● **Problems to solve**:
1 > Reproduce the bajra passage word for word, from "Bajra has been" up to and including "cause digestive problems.".
2 > List every state that the passage on bajra names as a place where the grain is grown.

──────── Source passage

In our country bajra is grown and cultivated both for commercial purpose as well as for consumption. It is grown in dry regions of Rajasthan, Maharashtra, Gujarat, Uttar Pradesh and Haryana. Many people use it as fodder for cattle while others feed it to birds.
Bajra has been used in the rural areas since long. People in the city ignored this grain for a long time. But now they are becoming aware of its various health benefits. Bajra takes time to digest so it gives the feeling of fullness. This makes it ideal for weight loss. This grain should be consumed in moderation and one should avoid its consumption during summers because it can cause digestive problems.
It is very healthy grain that contains iron, protein, fibre and phosphorous. It is a gluten-free grain. Magnesium improves the insulin response. That’s why bajra is good for diabetic patients. High fibre content in bajra helps to control diabetes and lose weight. Phytic acid, tannins and phenols – all these antioxidants help in preventing ageing and metabolic diseases such as heart disease, stroke and cancer.

────────────────
──────── Record excerpts

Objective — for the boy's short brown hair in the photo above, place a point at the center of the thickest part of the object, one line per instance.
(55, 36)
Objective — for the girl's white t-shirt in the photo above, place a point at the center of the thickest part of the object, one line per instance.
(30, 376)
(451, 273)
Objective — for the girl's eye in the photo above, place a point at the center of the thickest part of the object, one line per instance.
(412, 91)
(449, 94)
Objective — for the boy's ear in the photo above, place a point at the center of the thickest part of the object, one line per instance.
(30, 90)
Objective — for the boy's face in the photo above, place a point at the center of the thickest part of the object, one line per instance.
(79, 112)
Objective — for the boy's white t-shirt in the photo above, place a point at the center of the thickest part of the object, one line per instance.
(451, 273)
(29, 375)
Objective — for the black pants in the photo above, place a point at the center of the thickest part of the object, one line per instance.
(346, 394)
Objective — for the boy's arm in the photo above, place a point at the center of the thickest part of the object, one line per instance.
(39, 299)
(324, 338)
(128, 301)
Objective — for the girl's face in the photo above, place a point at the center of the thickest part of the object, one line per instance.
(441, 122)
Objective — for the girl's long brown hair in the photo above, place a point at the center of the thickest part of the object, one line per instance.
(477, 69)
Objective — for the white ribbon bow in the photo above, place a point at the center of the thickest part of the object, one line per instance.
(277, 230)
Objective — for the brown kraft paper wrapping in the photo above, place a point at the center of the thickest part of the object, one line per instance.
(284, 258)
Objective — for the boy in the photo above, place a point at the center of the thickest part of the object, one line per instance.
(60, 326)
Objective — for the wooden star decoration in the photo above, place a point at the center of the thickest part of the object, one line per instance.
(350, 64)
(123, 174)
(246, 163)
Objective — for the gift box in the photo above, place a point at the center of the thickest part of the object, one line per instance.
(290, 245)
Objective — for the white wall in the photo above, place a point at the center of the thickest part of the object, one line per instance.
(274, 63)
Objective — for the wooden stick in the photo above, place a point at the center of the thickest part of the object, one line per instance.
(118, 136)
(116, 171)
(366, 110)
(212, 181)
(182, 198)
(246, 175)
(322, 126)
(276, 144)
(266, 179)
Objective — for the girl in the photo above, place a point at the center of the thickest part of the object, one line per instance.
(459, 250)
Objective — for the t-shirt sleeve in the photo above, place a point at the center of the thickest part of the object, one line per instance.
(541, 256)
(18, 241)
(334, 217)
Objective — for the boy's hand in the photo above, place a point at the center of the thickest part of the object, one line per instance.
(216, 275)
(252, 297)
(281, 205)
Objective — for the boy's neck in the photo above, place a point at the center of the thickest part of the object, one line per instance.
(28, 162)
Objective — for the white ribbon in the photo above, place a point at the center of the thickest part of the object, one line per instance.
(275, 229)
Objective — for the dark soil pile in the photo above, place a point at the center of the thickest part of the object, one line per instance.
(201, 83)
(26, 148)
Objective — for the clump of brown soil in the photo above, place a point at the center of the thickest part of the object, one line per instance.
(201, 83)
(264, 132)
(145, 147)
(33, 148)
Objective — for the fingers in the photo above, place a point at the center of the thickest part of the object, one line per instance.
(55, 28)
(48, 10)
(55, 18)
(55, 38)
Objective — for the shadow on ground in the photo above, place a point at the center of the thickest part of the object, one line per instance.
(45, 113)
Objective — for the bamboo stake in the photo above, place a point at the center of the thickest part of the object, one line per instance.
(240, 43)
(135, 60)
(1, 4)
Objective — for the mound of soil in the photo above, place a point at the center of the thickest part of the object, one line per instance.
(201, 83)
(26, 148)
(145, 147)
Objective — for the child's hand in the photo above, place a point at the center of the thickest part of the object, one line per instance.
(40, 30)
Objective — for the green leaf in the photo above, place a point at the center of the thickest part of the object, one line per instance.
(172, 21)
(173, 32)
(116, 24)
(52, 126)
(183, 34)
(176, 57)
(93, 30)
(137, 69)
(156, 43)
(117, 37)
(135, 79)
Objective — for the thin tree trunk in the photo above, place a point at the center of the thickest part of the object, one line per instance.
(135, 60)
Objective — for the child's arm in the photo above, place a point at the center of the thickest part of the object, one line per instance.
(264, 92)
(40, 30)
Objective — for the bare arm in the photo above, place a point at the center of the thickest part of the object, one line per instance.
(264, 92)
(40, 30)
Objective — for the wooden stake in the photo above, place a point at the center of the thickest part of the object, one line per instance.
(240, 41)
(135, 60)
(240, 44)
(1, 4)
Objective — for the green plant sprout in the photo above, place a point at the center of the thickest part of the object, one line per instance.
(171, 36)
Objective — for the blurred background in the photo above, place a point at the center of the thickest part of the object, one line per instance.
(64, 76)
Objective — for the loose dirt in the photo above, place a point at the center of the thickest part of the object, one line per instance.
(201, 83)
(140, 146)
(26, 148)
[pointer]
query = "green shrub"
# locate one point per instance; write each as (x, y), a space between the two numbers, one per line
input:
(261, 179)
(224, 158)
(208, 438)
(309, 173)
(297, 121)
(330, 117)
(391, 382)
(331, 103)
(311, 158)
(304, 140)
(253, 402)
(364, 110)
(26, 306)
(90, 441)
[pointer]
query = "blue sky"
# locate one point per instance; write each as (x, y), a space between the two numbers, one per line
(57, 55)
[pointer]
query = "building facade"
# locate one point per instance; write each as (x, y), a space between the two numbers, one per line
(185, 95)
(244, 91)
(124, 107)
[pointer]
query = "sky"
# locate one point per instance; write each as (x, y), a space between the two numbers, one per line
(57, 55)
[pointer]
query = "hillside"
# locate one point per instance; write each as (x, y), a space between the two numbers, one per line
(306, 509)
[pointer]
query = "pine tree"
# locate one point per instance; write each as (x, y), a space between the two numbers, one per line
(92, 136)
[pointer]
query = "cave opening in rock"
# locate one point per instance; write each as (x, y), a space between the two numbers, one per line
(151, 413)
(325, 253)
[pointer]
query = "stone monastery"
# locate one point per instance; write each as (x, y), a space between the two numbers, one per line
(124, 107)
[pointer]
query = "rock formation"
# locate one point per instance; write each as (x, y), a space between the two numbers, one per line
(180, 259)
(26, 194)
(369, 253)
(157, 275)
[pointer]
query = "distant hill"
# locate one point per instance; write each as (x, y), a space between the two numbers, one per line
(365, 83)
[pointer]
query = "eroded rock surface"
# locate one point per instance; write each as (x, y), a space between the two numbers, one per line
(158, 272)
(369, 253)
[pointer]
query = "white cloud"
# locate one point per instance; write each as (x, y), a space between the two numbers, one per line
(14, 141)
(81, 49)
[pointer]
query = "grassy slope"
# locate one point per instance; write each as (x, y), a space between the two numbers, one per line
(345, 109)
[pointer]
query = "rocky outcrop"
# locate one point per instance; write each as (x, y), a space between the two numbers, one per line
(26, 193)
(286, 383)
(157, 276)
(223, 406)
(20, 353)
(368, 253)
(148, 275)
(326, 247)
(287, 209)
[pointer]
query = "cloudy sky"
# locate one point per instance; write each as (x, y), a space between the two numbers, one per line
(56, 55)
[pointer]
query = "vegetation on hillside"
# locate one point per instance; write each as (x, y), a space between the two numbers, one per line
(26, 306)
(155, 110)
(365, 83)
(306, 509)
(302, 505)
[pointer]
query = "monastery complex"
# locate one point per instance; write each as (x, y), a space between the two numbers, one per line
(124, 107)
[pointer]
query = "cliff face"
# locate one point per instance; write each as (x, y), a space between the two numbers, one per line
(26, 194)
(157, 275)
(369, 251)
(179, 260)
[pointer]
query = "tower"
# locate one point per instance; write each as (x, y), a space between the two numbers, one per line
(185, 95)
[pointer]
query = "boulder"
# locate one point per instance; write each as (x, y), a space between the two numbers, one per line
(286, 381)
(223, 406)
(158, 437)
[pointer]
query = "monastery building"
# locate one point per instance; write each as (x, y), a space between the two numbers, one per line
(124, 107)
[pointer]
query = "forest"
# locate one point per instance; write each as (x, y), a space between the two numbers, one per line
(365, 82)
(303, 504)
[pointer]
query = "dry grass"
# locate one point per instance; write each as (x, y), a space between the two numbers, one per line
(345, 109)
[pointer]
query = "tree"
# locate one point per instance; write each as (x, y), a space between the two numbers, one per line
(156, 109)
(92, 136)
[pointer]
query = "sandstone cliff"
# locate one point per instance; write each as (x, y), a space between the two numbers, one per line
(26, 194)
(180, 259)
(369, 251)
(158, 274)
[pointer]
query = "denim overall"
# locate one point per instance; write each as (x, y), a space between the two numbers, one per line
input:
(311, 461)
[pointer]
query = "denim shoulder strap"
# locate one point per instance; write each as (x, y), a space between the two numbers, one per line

────────────────

● **Solutions for each task**:
1 >
Bajra has been used in the rural areas since long. People in the city ignored this grain for a long time. But now they are becoming aware of its various health benefits. Bajra takes time to digest so it gives the feeling of fullness. This makes it ideal for weight loss. This grain should be consumed in moderation and one should avoid its consumption during summers because it can cause digestive problems.

2 > Rajasthan, Maharashtra, Gujarat, Uttar Pradesh, Haryana